* Brief
Rewrite the listing below, replacing every occurrence of "pointer" with "locator" and keeping everything else the same.
:: Input data
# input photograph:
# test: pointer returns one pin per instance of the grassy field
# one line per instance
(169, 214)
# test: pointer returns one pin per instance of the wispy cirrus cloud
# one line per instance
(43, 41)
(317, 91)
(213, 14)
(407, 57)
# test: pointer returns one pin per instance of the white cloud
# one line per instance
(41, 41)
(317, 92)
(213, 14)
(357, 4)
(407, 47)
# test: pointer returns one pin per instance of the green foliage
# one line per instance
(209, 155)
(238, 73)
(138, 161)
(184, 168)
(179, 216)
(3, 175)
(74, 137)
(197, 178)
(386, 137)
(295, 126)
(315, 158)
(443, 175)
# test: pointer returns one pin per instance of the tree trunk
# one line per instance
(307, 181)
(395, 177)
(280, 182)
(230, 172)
::::
* Task solution
# input photograph:
# test: locator returns one pin per instance of the grassy field
# one line per instance
(169, 214)
# test: locator returns one pin per instance of the wispy cirrus cloud
# one line per instance
(43, 41)
(317, 91)
(213, 14)
(407, 57)
# test: locator returns one pin per instance of the white cloud
# one line per instance
(41, 41)
(317, 92)
(213, 14)
(357, 4)
(407, 47)
# test: locator returns one pin per instance of the green foliage
# one line per instance
(209, 155)
(238, 73)
(138, 161)
(184, 168)
(179, 216)
(3, 175)
(74, 137)
(197, 178)
(386, 137)
(295, 126)
(315, 158)
(443, 175)
# test: locator returns one pin per instance of the tree trunk
# one line per instance
(307, 181)
(395, 177)
(280, 182)
(230, 172)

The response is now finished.